(Saved entries)
*** Begin section ***

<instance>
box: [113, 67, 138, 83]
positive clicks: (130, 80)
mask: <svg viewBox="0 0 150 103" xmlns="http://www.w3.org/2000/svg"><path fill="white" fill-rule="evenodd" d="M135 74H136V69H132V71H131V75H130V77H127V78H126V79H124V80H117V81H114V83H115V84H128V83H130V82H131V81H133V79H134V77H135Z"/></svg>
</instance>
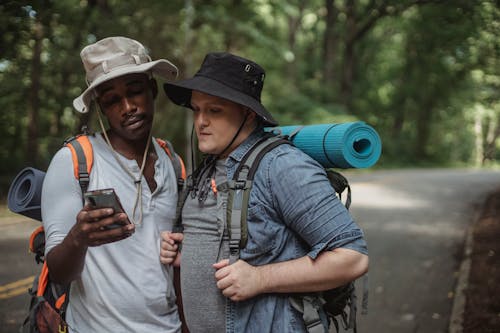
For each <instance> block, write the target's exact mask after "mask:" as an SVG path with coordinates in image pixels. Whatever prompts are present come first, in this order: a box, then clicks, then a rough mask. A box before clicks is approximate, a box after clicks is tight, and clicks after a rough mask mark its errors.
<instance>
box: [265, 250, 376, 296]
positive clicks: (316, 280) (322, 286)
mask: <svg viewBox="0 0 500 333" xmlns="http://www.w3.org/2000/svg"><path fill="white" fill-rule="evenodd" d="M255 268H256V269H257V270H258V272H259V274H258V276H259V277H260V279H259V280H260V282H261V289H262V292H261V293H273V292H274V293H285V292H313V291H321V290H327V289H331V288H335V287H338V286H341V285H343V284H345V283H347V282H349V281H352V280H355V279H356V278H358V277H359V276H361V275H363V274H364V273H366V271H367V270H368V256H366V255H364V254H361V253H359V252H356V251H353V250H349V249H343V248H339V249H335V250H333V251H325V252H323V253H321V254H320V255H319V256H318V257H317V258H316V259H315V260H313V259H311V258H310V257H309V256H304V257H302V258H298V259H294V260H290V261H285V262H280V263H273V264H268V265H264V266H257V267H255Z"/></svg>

*** End section ***

=== Problem statement ===
The expected output is each record, copied exactly, and nothing in place of the pictures.

=== Answer below ===
<instance>
box: [113, 67, 138, 83]
positive clicks: (130, 80)
mask: <svg viewBox="0 0 150 103" xmlns="http://www.w3.org/2000/svg"><path fill="white" fill-rule="evenodd" d="M135 74H136V69H132V71H131V75H130V77H127V78H126V79H124V80H117V81H114V83H115V84H128V83H130V82H131V81H133V79H134V77H135Z"/></svg>
</instance>
For each <instance> block, write the target's exact mask after "mask:" as an SVG path with coordinates in image pixels. Whatever prompts are present come first, in this order: a box, then clicks, then a rough mask. A box before clicks is approximate, a box after clicks is tight, and clicks after a rough mask mark its errors.
<instance>
box: [265, 250, 376, 296]
positive clicks: (316, 280) (322, 286)
mask: <svg viewBox="0 0 500 333" xmlns="http://www.w3.org/2000/svg"><path fill="white" fill-rule="evenodd" d="M255 268H256V269H257V270H258V272H259V274H258V276H259V277H260V279H259V280H260V282H261V289H262V292H261V293H273V292H274V293H285V292H313V291H321V290H327V289H331V288H335V287H338V286H341V285H343V284H345V283H347V282H349V281H352V280H355V279H356V278H358V277H359V276H361V275H363V274H364V273H366V271H367V270H368V256H366V255H364V254H361V253H359V252H356V251H353V250H349V249H343V248H339V249H335V250H333V251H325V252H323V253H321V254H320V255H319V256H318V257H317V258H316V259H315V260H313V259H311V258H310V257H309V256H304V257H302V258H298V259H294V260H290V261H285V262H280V263H273V264H268V265H264V266H257V267H255Z"/></svg>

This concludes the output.